▶ Set task 1:
In the passage about the United States slipping, what was the title of the Aerospace Education Foundation's report on the defense industrial base?

— begin Source passage —

The United States is slipping. By many criteria that count, it is no longer the world leader. The trade and budget deficits, for example, have weakened the US’s position relative to its overseas partners and competitors. We are losing ground to other nations in the fielding of new technologies. Foreigners are buying and controlling US real estate, farmland, and companies. The defense industrial base is weak and getting weaker.
Last year, the Aerospace Education Foundation sounded the alert about the defense industrial base in a major report, “Lifeline in Danger.” A companion study, to be published by the Foundation later this year, will examine a related problem that is just as alarming, if not more so.
The US technical manpower base is in deep trouble. The problem is already apparent in the schools, in the workplace, and elsewhere. “A Nation at Risk,” produced six years ago by the National Commission on Excellence in Education, described the situation in stark language: “The educational foundations of our society are . . . being eroded by a rising tide of mediocrity that threatens our very future as a nation and a people. What was unimaginable a generation ago has begun to occur—others are matching and surpassing our educational attainments.”

— end Source passage —
— begin Given records —

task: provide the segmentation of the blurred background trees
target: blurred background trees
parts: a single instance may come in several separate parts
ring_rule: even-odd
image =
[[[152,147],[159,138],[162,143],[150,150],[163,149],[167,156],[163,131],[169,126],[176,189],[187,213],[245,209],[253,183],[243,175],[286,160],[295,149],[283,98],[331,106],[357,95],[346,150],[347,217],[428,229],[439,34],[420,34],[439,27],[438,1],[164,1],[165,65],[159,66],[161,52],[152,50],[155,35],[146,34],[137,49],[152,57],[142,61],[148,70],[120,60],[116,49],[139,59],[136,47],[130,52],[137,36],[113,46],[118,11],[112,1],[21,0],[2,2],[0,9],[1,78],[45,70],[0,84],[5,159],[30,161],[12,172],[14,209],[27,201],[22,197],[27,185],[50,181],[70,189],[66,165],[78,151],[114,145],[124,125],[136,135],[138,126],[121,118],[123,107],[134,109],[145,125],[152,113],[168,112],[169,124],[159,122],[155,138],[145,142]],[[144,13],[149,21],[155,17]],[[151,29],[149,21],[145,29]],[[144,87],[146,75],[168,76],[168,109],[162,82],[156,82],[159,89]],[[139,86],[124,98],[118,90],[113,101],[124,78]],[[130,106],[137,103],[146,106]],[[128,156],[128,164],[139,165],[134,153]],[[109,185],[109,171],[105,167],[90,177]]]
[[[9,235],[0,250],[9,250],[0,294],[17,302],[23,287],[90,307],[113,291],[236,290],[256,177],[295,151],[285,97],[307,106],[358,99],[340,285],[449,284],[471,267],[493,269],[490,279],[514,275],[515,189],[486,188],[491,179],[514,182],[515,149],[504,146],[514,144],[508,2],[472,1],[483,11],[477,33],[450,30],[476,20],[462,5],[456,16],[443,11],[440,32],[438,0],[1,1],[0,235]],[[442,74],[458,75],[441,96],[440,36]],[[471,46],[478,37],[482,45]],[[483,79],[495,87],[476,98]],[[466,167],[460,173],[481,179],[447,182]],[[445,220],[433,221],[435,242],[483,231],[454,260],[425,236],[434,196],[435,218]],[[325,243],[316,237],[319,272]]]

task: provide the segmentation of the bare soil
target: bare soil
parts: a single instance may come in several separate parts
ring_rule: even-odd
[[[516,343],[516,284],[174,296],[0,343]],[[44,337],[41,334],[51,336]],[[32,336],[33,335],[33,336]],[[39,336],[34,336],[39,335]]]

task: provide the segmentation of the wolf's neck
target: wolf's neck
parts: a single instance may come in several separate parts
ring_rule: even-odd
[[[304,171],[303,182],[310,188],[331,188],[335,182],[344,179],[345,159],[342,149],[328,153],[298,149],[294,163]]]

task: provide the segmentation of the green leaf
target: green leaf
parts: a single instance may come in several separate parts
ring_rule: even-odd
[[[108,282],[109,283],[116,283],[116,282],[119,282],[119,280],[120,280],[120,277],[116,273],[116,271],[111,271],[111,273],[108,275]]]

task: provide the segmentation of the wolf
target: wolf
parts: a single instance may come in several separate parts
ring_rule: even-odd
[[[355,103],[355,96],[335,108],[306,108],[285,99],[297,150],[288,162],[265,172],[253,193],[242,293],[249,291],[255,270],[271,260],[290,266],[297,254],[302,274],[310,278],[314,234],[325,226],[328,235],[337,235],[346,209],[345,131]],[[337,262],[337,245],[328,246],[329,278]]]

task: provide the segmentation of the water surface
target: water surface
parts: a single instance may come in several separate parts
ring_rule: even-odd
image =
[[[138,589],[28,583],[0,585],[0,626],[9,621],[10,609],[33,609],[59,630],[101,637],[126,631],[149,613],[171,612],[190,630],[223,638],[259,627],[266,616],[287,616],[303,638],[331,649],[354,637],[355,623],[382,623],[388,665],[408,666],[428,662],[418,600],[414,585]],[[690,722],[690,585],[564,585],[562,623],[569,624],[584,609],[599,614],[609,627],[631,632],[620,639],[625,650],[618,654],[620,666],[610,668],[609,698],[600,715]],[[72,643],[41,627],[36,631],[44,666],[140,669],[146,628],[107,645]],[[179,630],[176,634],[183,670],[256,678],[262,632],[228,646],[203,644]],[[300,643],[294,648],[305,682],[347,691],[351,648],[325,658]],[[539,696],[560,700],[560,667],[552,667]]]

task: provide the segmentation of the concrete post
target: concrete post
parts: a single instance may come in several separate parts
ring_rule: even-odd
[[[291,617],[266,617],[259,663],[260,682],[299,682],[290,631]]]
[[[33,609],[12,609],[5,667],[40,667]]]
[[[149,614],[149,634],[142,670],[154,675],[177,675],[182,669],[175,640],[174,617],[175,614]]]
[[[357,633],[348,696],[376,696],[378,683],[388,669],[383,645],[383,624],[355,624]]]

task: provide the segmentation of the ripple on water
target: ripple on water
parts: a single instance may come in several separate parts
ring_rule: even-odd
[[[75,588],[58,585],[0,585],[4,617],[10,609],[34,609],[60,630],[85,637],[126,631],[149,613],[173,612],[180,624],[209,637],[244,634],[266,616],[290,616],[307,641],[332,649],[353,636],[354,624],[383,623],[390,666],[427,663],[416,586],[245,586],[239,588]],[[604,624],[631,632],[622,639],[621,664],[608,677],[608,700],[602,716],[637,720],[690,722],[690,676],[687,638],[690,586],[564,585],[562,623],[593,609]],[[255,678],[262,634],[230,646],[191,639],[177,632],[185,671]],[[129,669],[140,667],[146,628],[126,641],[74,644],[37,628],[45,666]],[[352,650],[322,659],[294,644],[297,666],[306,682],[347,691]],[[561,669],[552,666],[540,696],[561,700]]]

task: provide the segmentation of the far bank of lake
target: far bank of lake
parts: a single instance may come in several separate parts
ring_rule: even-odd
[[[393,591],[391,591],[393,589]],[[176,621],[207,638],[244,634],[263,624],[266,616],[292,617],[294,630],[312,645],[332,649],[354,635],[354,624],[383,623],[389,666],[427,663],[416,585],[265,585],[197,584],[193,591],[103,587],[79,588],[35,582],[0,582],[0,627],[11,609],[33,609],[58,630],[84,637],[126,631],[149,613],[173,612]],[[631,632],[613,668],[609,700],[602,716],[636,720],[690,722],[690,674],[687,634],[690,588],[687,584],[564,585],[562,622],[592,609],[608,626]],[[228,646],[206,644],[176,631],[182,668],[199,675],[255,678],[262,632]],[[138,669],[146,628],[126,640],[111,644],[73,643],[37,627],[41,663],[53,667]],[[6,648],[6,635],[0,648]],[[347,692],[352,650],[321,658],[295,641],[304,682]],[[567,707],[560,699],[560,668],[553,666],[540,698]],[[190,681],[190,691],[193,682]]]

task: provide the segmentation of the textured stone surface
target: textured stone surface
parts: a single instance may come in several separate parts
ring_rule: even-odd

— end Given records —

▶ Set task 2:
Please state how many lines of the records contain the word "surface". Give only the number.

▶ Full response 1:
"Lifeline in Danger."

▶ Full response 2:
4